● **СТРАНИЦА**
------------------------------------------------------------------------

О статусе дошкольного образования напомнили результаты международного исследования, которое проводилось несколько лет назад. Там была поставлена задача выявить степень влияния различных образовательных ступеней на жизненную успешность человека. Оказалось, что наиболее влиятельными с этой точки зрения являются стартовая и завершающая ступени образования — дошкольное и высшее (университетское). Кстати, в Японии, стране несомненно успешных граждан, примерно в одно и то же время (в 2000-е гг.) были поставлены две задачи: введение всеобщего высшего образования и распространение «духа любви» (игры, творчества, общения), в котором выдержано дошкольное образование, на начальную школу. А по недавним расчетам ЮНЕСКО, один доллар, вложенный в дошкольное образование, возвращается в национальную экономику по показателям ВВП восемью. Не будет преувеличением сказать, что главной «образовательной инновацией» как раз и будет приведение системы образования в соответствие с ее фундаментом.
Слияние образовательных организаций правомерно только, когда в итоге из них складывается лестница развития человека, как об этом справедливо говорит В.И. Слободчиков. В ином случае мы имеем не слияние, а административный «слив» нескольких «имущественных комплексов» в один.
Вы много пишете о культуре и персоналиях в культуре. С чем связан Ваш интерес?

------------------------------------------------------------------------

● **ПРЕДОСТАВЛЕННЫЙ МАТЕРИАЛ**
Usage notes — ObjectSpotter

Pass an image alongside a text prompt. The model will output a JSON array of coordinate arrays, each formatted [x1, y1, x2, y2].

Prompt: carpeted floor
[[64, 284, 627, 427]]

------------------------------------------------------------------------

● **СУТЬ ЗАДАНИЯ**
Можете переписать страницу целиком, слово в слово и без единого изменения?

● **ПОЛНЫЙ ОТВЕТ**
О статусе дошкольного образования напомнили результаты международного исследования, которое проводилось несколько лет назад. Там была поставлена задача выявить степень влияния различных образовательных ступеней на жизненную успешность человека. Оказалось, что наиболее влиятельными с этой точки зрения являются стартовая и завершающая ступени образования — дошкольное и высшее (университетское). Кстати, в Японии, стране несомненно успешных граждан, примерно в одно и то же время (в 2000-е гг.) были поставлены две задачи: введение всеобщего высшего образования и распространение «духа любви» (игры, творчества, общения), в котором выдержано дошкольное образование, на начальную школу. А по недавним расчетам ЮНЕСКО, один доллар, вложенный в дошкольное образование, возвращается в национальную экономику по показателям ВВП восемью. Не будет преувеличением сказать, что главной «образовательной инновацией» как раз и будет приведение системы образования в соответствие с ее фундаментом.
Слияние образовательных организаций правомерно только, когда в итоге из них складывается лестница развития человека, как об этом справедливо говорит В.И. Слободчиков. В ином случае мы имеем не слияние, а административный «слив» нескольких «имущественных комплексов» в один.
Вы много пишете о культуре и персоналиях в культуре. С чем связан Ваш интерес?